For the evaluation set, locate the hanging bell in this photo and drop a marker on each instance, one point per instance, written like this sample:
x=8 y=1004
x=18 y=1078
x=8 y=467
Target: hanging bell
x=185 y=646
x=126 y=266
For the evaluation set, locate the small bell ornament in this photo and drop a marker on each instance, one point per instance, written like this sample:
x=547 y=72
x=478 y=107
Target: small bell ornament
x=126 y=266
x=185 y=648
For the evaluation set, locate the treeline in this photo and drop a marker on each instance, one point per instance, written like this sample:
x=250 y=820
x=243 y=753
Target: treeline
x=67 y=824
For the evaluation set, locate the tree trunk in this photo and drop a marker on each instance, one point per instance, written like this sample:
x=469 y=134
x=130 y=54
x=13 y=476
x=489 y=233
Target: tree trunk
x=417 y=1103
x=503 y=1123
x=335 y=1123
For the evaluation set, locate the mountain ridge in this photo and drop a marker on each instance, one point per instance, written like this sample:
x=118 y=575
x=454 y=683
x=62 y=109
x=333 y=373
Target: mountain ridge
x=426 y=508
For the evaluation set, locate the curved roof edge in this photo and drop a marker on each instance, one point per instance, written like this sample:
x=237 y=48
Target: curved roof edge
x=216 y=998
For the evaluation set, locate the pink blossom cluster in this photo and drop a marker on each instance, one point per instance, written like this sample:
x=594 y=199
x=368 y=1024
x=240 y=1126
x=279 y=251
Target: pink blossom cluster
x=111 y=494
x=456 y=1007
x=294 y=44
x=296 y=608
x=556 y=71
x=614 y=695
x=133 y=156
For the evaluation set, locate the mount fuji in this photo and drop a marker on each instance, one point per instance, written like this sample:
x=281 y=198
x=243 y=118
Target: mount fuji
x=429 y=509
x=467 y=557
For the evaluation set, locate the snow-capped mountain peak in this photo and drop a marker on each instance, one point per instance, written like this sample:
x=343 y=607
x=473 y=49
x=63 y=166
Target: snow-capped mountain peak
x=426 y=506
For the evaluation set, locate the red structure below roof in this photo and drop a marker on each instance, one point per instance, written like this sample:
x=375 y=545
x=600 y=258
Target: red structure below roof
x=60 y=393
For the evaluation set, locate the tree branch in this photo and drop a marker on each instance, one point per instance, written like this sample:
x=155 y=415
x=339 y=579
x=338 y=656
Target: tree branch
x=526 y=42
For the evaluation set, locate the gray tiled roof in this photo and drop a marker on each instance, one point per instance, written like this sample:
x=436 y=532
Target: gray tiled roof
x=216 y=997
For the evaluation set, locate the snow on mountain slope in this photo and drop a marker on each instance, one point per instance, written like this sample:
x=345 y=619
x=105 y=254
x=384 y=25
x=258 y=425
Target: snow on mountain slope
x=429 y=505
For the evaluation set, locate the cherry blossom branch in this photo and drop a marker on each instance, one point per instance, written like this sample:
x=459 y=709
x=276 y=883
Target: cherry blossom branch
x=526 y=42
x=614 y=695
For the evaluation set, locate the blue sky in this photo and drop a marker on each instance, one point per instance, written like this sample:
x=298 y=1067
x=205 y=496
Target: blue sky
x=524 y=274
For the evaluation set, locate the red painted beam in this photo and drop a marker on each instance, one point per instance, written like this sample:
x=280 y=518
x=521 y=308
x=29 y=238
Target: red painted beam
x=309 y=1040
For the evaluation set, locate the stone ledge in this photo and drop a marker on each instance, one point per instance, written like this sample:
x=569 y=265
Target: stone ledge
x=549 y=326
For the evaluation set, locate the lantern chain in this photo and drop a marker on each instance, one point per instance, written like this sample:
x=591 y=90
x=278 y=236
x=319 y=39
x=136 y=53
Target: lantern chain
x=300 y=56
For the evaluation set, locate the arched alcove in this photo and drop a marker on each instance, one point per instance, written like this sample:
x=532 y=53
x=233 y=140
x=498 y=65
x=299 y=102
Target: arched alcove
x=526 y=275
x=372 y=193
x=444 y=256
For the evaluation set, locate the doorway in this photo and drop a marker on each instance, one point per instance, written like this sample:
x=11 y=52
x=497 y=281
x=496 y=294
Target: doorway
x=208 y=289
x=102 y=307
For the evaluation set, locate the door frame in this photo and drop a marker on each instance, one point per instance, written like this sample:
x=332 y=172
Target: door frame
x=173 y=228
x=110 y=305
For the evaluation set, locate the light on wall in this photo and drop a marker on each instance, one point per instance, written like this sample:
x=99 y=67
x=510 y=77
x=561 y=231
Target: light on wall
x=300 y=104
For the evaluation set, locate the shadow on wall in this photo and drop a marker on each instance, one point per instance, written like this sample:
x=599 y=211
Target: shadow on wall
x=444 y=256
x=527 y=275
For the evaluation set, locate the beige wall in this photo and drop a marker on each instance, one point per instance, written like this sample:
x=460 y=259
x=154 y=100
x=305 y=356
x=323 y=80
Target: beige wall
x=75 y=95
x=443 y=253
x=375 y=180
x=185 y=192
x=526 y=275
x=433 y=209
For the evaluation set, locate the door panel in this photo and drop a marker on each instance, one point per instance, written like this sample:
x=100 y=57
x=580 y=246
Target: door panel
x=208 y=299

□ □ □

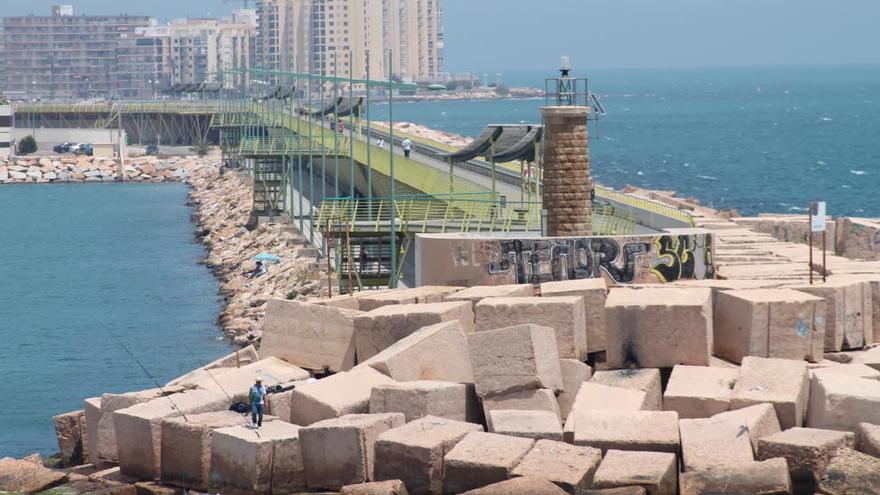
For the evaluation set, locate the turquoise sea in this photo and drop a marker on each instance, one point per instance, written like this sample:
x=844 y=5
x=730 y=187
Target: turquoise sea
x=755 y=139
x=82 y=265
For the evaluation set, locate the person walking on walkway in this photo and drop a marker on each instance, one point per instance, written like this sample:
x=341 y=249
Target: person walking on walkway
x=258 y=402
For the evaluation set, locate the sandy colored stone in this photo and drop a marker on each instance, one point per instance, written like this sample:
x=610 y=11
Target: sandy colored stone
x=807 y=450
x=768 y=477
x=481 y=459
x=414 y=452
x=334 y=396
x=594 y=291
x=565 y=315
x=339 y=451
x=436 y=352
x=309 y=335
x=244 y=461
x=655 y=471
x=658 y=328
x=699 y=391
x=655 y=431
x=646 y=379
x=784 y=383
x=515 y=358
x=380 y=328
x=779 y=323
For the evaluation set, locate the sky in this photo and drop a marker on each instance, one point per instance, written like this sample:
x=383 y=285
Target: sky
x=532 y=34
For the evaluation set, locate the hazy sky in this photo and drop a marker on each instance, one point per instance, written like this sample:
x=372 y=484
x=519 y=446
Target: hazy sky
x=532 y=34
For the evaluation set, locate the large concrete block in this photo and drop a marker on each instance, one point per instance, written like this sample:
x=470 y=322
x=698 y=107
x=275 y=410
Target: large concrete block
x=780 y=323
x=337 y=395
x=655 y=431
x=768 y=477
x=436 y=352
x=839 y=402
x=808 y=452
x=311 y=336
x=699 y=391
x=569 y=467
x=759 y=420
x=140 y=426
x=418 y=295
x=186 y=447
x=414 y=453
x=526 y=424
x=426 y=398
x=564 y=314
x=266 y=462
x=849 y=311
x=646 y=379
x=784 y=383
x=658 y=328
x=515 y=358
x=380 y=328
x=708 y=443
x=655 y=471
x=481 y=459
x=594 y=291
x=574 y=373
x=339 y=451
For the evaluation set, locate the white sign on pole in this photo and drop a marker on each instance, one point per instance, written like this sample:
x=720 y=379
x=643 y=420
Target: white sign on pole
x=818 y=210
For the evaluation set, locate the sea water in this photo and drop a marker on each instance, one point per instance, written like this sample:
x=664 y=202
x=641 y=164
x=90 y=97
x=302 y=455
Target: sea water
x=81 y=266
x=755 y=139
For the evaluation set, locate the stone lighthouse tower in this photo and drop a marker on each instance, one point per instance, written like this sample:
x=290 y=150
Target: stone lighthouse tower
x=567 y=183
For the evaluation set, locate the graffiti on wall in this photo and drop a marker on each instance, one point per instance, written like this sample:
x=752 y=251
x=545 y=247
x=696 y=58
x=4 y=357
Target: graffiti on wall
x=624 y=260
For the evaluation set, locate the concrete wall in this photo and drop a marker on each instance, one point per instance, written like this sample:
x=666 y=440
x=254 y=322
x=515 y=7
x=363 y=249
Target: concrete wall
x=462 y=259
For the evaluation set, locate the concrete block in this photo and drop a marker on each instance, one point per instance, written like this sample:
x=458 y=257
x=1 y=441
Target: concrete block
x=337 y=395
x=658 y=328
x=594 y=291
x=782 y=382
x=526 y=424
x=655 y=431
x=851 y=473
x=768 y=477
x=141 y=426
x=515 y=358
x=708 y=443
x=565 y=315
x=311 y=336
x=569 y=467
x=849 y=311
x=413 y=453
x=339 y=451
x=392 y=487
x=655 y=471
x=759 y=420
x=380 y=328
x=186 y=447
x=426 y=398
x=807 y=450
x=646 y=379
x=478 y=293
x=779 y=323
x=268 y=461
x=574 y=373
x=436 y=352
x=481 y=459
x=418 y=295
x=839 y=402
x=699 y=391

□ □ □

Problem to solve | Starting at the line that has "For the evaluation set, locate the snow on" and stopping after the line that has "x=429 y=505", give those lines again, substituting "hillside" for each "mountain slope" and keeping everything else the same.

The completed task |
For the evaluation set, locate the snow on hillside in this photo and drop a marker on each instance, one point per instance, written like this sample:
x=345 y=619
x=105 y=254
x=384 y=25
x=258 y=425
Target: snow on hillside
x=429 y=505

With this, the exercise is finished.